This is a test composed of smaller workloads like RandomClogging (packet transfer delays/pauses, or simply, messing with the network), Attrition (kill/reboot machines), etc.

Since the simulator is deterministic, you can use the same seed which was generated at the start of the test to reproduce the bug that occurred.

Another strategy used by FoundationDB is to extensively use their BUGGIFY macros⁴, which helps the simulator in finding more interesting edge cases which might lead to bugs. These macros are only enabled when they’re run in the simulator.

A few examples can be seen here, this one tries to tweak server knobs:

// https://github.com/apple/foundationdb/blob/f27bc4ac2ba78de23e062ecfb3e8bc9a304e0c6e/fdbclient/ServerKnobs.cpp#L556

init( ROCKSDB_ENABLE_CHECKPOINT_VALIDATION,                false ); if ( randomize && BUGGIFY ) ROCKSDB_ENABLE_CHECKPOINT_VALIDATION = deterministicRandom()->coinflip();

and here the BUGGIFY macro is used inside a test workload for randomly closing connections:

// https://github.com/apple/foundationdb/blob/main/fdbserver/workloads/HTTPKeyValueStore.actor.cpp#L286-L291

// sometimes randomly close connection anyway
if (BUGGIFY_WITH_PROB(0.1)) {
    ASSERT(self->conn.isValid());
    self->conn->close();
    self->conn.clear();
}

I personally like this approach of introducing failures through code and assisting the simulator, instead of letting the simulator trying to find interesting execution paths on its own.
########
JOB 1: Count the lines in the listing below that contain the string "leaf", and give only the number.

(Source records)
########
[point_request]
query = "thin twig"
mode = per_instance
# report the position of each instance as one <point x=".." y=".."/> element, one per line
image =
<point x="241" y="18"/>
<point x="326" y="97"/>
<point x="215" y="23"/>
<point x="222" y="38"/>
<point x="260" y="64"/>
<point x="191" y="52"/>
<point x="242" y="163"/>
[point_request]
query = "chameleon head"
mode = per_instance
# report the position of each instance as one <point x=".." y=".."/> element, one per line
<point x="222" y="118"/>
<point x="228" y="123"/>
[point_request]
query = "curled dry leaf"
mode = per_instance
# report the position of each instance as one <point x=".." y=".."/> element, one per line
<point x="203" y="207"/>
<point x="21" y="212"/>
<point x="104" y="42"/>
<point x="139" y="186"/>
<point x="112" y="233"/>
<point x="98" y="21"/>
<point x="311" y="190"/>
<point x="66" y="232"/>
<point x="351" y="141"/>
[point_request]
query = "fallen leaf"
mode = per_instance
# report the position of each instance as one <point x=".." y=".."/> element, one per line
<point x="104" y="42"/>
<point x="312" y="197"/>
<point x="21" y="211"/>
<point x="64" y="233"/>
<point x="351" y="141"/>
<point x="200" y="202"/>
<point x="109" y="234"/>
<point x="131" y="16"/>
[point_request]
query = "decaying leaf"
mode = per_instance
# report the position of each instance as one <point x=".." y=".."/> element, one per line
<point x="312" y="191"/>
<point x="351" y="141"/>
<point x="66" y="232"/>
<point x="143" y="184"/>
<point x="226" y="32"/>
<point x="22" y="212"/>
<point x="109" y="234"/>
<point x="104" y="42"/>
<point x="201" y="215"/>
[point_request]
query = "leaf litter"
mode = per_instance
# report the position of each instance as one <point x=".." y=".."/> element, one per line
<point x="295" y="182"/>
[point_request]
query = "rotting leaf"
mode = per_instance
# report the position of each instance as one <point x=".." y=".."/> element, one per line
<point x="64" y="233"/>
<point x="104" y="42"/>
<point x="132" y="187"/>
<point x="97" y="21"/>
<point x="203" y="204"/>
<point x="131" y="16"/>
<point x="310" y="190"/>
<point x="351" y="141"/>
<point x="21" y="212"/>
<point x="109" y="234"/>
########
JOB 2: In the code lines of the FoundationDB text above, find every name that is immediately followed by an opening parenthesis, leaving out the keyword if, and list them.

WORKED ANSWER 1: 5

WORKED ANSWER 2:
init
deterministicRandom
coinflip
BUGGIFY_WITH_PROB
ASSERT
isValid
close
clear